Contorni di regioni con nome:
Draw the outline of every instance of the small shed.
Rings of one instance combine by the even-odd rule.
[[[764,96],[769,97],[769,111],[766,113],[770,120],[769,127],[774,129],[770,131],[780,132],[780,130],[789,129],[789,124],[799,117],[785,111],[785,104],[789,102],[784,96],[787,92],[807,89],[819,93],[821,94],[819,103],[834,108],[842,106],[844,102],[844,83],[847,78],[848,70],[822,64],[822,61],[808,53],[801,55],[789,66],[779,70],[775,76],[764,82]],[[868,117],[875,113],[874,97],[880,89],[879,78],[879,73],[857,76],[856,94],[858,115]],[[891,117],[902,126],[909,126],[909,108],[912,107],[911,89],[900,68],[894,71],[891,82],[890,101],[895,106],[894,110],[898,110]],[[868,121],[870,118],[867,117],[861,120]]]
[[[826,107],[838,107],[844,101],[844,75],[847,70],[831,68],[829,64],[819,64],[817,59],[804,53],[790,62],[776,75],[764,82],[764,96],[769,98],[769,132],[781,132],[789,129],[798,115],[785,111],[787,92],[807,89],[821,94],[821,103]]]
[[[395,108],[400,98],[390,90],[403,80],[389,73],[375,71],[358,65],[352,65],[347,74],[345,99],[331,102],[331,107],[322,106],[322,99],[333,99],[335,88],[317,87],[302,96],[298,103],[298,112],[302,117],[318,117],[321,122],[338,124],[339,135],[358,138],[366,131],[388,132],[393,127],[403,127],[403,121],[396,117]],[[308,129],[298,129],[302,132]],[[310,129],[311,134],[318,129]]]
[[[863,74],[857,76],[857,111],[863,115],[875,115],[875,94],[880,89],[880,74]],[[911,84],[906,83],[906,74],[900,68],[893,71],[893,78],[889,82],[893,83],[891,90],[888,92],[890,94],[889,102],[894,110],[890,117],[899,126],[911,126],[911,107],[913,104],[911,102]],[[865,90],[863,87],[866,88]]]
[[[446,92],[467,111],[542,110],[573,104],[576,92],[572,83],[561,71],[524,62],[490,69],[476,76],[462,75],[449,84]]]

> IL COMPITO
Ripeti senza alcuna modifica la parte che va dall'inizio delle voci fino alla riga che contiene "Rings of one", compresa quest'ultima.

> RISULTATO DELL'ESERCIZIO
Draw the outline of every instance of the small shed.
Rings of one instance combine by the even-odd rule.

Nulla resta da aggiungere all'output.